## Problem to work on
List every line in the records below that contains the word "cloud", copying each one in full.

_____

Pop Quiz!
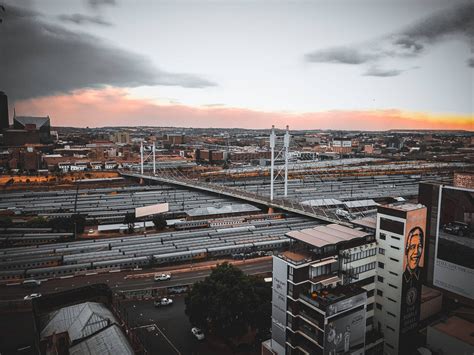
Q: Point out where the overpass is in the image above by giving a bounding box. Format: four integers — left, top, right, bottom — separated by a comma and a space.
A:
120, 171, 352, 227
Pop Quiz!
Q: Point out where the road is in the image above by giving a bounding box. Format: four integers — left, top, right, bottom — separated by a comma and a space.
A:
0, 258, 272, 300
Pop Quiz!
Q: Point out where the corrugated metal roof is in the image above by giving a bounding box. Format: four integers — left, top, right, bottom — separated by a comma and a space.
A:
69, 324, 134, 355
301, 198, 343, 206
41, 302, 117, 341
286, 224, 368, 248
344, 200, 379, 208
186, 203, 260, 217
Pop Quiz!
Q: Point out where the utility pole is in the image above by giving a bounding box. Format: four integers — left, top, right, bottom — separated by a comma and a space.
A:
152, 142, 156, 176
283, 125, 290, 197
140, 141, 143, 175
270, 125, 276, 201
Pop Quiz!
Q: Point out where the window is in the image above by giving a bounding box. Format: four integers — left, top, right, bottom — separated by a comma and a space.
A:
380, 217, 405, 235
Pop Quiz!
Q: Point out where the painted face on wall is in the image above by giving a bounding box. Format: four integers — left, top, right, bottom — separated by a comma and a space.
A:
406, 227, 423, 270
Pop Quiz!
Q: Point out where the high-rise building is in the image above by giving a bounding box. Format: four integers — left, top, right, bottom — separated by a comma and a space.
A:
375, 203, 427, 355
0, 91, 10, 131
262, 224, 382, 355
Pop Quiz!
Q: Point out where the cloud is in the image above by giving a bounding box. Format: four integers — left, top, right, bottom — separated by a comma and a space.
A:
87, 0, 117, 8
16, 88, 474, 131
306, 47, 380, 64
305, 1, 474, 70
364, 66, 404, 77
58, 14, 112, 26
0, 6, 215, 100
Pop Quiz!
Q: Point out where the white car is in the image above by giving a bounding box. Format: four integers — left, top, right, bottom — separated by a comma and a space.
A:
191, 327, 205, 340
23, 293, 41, 301
154, 298, 173, 307
155, 274, 171, 281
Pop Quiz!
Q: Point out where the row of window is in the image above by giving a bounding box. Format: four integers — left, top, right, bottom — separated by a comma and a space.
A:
344, 248, 377, 264
352, 261, 376, 275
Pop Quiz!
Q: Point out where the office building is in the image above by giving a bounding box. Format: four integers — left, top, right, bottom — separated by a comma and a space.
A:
375, 203, 427, 355
262, 224, 382, 355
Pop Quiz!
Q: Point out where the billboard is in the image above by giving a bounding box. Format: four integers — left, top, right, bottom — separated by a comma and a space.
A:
135, 203, 169, 218
272, 256, 288, 354
433, 186, 474, 299
399, 207, 427, 350
324, 294, 367, 355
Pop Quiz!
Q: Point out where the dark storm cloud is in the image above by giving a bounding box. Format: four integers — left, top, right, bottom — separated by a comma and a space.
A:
58, 14, 112, 26
87, 0, 117, 8
305, 1, 474, 70
0, 6, 214, 99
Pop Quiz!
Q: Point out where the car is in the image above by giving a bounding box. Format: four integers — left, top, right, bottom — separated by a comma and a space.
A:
23, 293, 41, 301
155, 274, 171, 281
443, 221, 470, 237
191, 327, 205, 340
153, 297, 173, 307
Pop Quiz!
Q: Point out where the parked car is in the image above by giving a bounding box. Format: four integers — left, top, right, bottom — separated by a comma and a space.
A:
443, 222, 470, 237
191, 327, 205, 340
155, 274, 171, 281
23, 293, 41, 301
153, 297, 173, 307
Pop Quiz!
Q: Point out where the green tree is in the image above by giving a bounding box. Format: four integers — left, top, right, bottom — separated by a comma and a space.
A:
153, 214, 167, 230
185, 263, 272, 341
123, 212, 137, 233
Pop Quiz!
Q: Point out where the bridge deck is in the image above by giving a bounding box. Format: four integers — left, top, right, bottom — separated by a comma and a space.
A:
120, 172, 352, 227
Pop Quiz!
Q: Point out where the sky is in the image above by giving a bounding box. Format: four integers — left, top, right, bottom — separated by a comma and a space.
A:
0, 0, 474, 130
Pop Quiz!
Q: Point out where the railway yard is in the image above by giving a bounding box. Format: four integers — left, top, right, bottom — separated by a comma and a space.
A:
0, 165, 460, 283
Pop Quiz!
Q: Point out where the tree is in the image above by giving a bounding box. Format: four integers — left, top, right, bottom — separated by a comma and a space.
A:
123, 212, 137, 233
185, 263, 272, 341
153, 214, 167, 230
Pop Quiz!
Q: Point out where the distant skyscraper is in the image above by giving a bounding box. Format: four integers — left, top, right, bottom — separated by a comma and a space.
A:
0, 91, 9, 131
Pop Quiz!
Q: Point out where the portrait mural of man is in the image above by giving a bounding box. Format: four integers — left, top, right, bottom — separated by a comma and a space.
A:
399, 208, 426, 351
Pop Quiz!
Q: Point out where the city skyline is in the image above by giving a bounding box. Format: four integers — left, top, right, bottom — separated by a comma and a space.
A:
0, 0, 474, 130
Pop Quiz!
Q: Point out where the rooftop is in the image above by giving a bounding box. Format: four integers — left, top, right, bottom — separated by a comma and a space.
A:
286, 224, 369, 248
383, 202, 425, 212
41, 302, 117, 342
433, 316, 474, 346
186, 203, 260, 217
69, 324, 135, 355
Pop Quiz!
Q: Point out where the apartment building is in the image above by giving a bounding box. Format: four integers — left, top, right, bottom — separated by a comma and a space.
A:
262, 224, 382, 354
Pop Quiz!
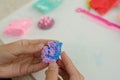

_____

## Result
Q: Point out where the cloud is in the image above by giving a bounding box. Format: four integers — left, top, right, bottom — separated by a comma and a space.
Q: Point out where the dark storm cloud is in the image above by giving a bounding box. Format: four integers — left, top, right, bottom — separated by a comma and a space.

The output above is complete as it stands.